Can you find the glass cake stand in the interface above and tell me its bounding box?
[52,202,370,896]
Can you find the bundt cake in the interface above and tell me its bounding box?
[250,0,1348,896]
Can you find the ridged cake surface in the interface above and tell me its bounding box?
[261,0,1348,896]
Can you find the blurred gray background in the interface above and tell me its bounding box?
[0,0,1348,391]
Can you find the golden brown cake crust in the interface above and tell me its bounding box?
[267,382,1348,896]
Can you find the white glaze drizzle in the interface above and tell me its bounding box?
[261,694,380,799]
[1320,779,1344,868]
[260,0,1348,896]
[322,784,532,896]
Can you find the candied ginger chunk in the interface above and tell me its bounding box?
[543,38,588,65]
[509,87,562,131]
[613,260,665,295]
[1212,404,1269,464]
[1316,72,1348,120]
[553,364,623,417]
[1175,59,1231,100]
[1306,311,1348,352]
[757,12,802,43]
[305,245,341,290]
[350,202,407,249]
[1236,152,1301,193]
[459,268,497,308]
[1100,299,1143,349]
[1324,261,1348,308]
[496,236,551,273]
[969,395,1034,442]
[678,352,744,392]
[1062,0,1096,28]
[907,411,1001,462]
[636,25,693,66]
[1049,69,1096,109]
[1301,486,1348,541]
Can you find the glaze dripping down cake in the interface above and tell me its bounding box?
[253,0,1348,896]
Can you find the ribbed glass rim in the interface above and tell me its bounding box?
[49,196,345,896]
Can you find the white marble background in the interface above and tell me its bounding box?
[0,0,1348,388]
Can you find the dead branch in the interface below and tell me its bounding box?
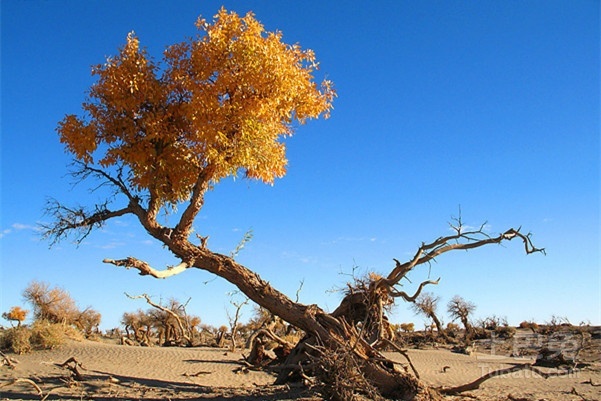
[382,339,420,379]
[40,199,133,246]
[0,351,19,369]
[386,225,545,287]
[390,277,440,302]
[582,378,601,387]
[439,364,572,395]
[55,357,86,381]
[0,378,44,401]
[102,257,191,278]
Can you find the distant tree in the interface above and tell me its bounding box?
[43,9,541,400]
[23,281,80,325]
[73,308,102,337]
[400,323,415,333]
[2,306,29,327]
[411,292,448,340]
[447,295,476,340]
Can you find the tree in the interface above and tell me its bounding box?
[2,306,29,327]
[411,292,448,340]
[43,9,539,399]
[447,295,476,341]
[23,280,80,325]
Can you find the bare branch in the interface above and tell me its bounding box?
[40,199,133,246]
[386,225,545,287]
[390,277,440,302]
[70,160,138,203]
[102,257,192,278]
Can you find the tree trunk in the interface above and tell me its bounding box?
[430,312,449,341]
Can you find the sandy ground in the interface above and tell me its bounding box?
[0,341,601,401]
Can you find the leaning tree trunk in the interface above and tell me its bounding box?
[105,239,437,400]
[98,208,543,400]
[429,312,449,341]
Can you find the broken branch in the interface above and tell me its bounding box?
[102,257,190,278]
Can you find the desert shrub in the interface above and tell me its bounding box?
[401,323,415,333]
[478,315,508,330]
[0,326,31,354]
[495,326,516,338]
[31,321,68,349]
[2,306,29,326]
[520,320,538,333]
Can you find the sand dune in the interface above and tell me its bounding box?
[0,341,601,401]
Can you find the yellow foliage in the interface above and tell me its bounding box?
[2,306,29,325]
[57,8,335,204]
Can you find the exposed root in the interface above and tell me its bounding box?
[55,357,86,381]
[0,378,45,401]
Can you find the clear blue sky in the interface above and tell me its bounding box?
[0,0,601,328]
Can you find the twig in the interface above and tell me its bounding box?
[582,378,601,387]
[439,364,572,395]
[55,357,86,381]
[382,338,419,379]
[0,378,48,400]
[0,351,19,369]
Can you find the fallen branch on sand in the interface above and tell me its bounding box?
[0,351,19,369]
[438,364,573,395]
[55,357,86,381]
[0,378,45,401]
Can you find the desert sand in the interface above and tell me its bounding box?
[0,341,601,401]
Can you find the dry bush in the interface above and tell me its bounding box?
[400,323,415,333]
[31,321,83,349]
[0,327,31,354]
[2,306,29,326]
[520,320,539,333]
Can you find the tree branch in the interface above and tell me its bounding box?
[102,257,191,278]
[386,225,545,287]
[390,277,440,302]
[40,199,134,246]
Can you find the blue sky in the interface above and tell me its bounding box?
[0,0,601,328]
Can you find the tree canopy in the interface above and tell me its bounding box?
[58,8,335,207]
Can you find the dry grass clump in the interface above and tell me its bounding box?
[0,321,83,354]
[0,326,31,355]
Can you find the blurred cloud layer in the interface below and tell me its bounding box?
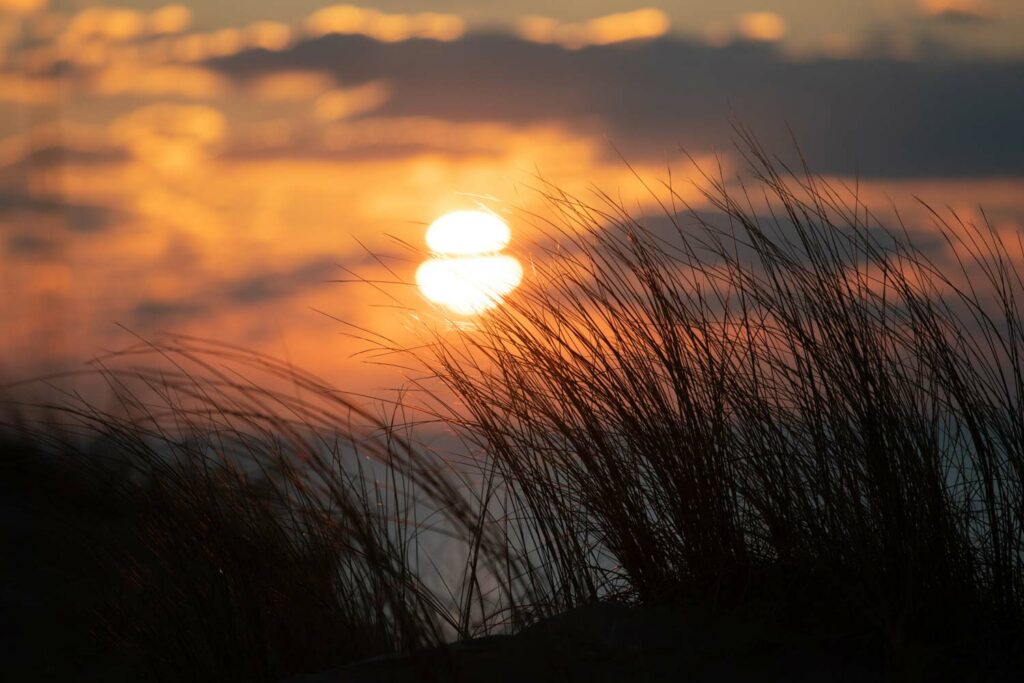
[0,0,1024,395]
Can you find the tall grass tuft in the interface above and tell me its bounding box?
[0,337,495,681]
[401,131,1024,667]
[0,134,1024,681]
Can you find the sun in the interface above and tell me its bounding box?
[416,211,522,315]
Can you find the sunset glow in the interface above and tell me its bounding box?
[416,211,522,315]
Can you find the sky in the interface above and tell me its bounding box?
[0,0,1024,390]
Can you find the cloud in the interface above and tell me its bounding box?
[306,5,466,42]
[313,81,392,121]
[110,103,227,173]
[244,22,292,51]
[146,5,193,36]
[737,12,786,42]
[246,71,335,101]
[0,0,48,14]
[222,258,340,304]
[209,34,1024,177]
[918,0,994,22]
[88,62,228,99]
[0,73,60,104]
[516,8,671,49]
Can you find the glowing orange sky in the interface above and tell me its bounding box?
[0,2,1024,401]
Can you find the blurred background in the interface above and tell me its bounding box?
[0,0,1024,391]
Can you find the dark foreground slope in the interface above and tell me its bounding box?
[288,603,1024,683]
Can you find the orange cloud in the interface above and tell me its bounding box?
[88,63,228,99]
[244,22,292,51]
[110,104,227,173]
[306,5,466,42]
[313,81,391,121]
[60,7,146,43]
[516,8,671,49]
[0,0,49,14]
[247,71,334,101]
[0,74,60,104]
[736,12,786,42]
[918,0,994,19]
[146,5,191,36]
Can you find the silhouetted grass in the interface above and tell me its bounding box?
[3,338,495,681]
[401,136,1024,675]
[5,138,1024,681]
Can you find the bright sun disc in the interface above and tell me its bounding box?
[416,254,522,315]
[427,211,512,256]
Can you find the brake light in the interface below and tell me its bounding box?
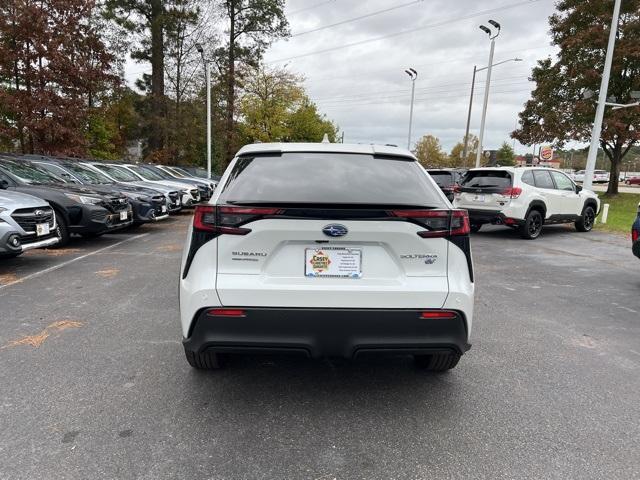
[389,210,471,238]
[207,308,246,317]
[193,205,282,235]
[420,310,458,319]
[500,187,522,198]
[193,205,216,232]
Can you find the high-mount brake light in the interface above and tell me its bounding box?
[500,187,522,198]
[420,310,458,319]
[389,210,471,238]
[207,308,247,317]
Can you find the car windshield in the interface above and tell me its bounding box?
[142,165,174,180]
[221,153,443,207]
[63,163,112,185]
[166,167,189,178]
[94,164,140,182]
[460,170,511,188]
[128,165,164,182]
[0,160,67,185]
[429,172,453,187]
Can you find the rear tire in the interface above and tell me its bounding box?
[414,353,460,372]
[520,210,544,240]
[184,350,222,370]
[52,212,69,248]
[575,206,596,232]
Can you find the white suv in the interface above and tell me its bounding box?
[453,167,600,239]
[180,143,474,371]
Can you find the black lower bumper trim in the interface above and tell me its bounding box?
[183,307,470,358]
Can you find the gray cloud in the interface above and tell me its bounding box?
[265,0,555,152]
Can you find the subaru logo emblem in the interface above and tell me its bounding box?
[322,223,349,237]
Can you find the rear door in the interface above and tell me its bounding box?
[549,171,582,215]
[533,170,562,217]
[455,170,513,211]
[216,153,450,308]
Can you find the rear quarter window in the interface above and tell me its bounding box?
[220,152,445,207]
[460,170,512,190]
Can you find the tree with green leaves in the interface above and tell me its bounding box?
[512,0,640,194]
[239,66,338,143]
[413,135,451,168]
[216,0,289,163]
[496,142,516,167]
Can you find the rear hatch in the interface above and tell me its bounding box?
[455,170,514,211]
[202,153,462,308]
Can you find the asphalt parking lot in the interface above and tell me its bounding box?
[0,215,640,480]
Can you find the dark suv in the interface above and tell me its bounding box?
[0,158,133,246]
[32,157,169,226]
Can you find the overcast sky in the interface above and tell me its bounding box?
[127,0,556,153]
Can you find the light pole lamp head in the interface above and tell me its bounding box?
[404,68,418,80]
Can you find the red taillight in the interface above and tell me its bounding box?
[193,205,216,232]
[420,310,458,318]
[389,210,471,238]
[193,205,282,235]
[451,210,471,236]
[500,187,522,198]
[207,308,246,317]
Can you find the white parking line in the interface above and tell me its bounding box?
[0,233,149,290]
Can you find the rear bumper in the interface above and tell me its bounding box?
[183,307,470,358]
[467,209,524,225]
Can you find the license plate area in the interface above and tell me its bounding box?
[36,223,49,237]
[304,247,362,278]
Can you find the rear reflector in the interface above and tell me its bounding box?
[420,310,458,318]
[207,308,246,317]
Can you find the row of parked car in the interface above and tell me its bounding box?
[0,153,217,257]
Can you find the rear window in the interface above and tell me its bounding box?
[460,170,511,189]
[220,153,444,207]
[429,171,454,187]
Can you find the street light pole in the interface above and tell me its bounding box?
[462,65,478,167]
[404,68,418,150]
[476,20,500,168]
[462,57,522,167]
[205,62,211,180]
[582,0,621,190]
[196,43,211,180]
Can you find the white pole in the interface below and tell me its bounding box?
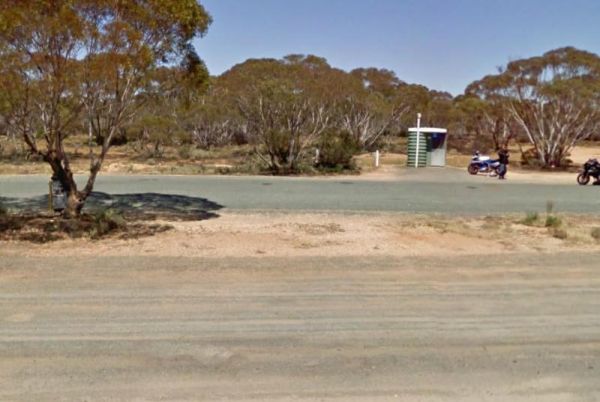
[415,113,421,168]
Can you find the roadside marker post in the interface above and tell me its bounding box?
[415,113,421,168]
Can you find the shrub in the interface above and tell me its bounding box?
[177,145,192,159]
[521,212,540,226]
[546,215,562,228]
[90,208,127,239]
[550,228,569,240]
[316,130,360,171]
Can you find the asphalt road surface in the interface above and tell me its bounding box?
[0,169,600,214]
[0,254,600,402]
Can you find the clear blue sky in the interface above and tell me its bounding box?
[196,0,600,94]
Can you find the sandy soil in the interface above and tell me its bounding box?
[0,212,600,258]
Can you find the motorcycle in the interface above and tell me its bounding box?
[467,152,500,175]
[577,159,600,186]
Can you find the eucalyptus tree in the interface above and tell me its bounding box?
[467,47,600,167]
[215,55,331,174]
[0,0,211,216]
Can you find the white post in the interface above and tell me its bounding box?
[415,113,421,168]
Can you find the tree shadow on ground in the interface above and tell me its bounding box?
[0,192,223,221]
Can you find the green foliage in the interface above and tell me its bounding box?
[544,215,563,229]
[316,130,360,171]
[520,212,540,226]
[550,228,569,240]
[466,47,600,168]
[89,208,127,239]
[0,0,211,216]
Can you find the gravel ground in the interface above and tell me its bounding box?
[0,253,600,402]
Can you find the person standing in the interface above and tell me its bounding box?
[498,148,510,180]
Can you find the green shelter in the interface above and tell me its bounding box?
[407,127,448,167]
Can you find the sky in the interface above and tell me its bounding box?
[195,0,600,95]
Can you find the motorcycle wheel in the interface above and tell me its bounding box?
[577,173,590,186]
[467,165,479,175]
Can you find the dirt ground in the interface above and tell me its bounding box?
[0,212,600,402]
[0,212,600,258]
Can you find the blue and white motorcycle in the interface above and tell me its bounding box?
[467,152,500,176]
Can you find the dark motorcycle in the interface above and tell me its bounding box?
[577,159,600,186]
[467,152,500,175]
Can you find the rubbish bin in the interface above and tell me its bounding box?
[50,176,67,212]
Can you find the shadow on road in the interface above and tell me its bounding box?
[0,192,223,221]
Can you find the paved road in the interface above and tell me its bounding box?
[0,254,600,402]
[0,169,600,214]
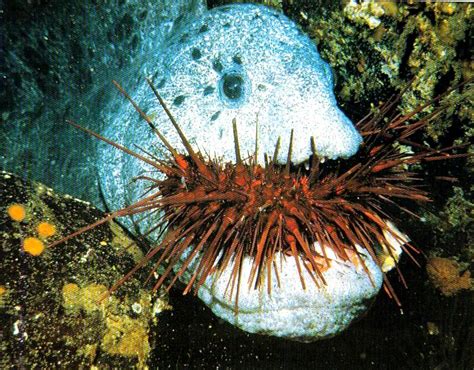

§ The request
Rename "glaze" to "icing" in the material from its start through the line containing "[0,0,1348,388]", inclusive, and reproduce those lines with no other change.

§ Expected answer
Can you find the glass cake stand in the interface above and tell me its bounding box?
[52,202,370,896]
Can you find the bundt cake in the interface above and tell me its bounding box?
[250,0,1348,896]
Can you find the ridged cake surface in the interface above and tell me its bounding box?
[261,0,1348,896]
Can you find the blurred gray background in the interface above and tell me its bounding box?
[0,0,1348,391]
Can you find the golden brown cake crust in the interface above and tell me its bounding box?
[267,382,1348,896]
Can you find the white icing drizzle in the interface above and tell me its bounding box?
[261,694,380,799]
[1320,779,1344,868]
[260,0,1348,896]
[322,784,532,896]
Can you find the candied ginger chunk in the interface above and tell me its bounding box?
[543,38,588,65]
[509,87,562,131]
[613,260,665,295]
[1212,404,1269,464]
[1316,72,1348,120]
[553,364,623,417]
[1175,59,1231,100]
[1306,311,1348,352]
[757,12,802,43]
[305,245,341,290]
[350,202,407,249]
[1236,152,1301,193]
[459,268,497,308]
[1100,299,1143,349]
[1324,261,1348,308]
[496,236,551,273]
[969,395,1034,442]
[678,352,744,392]
[1062,0,1096,28]
[907,411,1001,462]
[636,25,693,66]
[1049,69,1096,109]
[1301,486,1348,541]
Can you find the icing dripping down cake in the interface above and tell me its bounding box?
[253,0,1348,896]
Can you find the ribbed glass rim in the interface above and tell me its bounding box?
[49,196,345,896]
Can you find the white marble background in the interface above and tell me its bounding box?
[0,0,1348,388]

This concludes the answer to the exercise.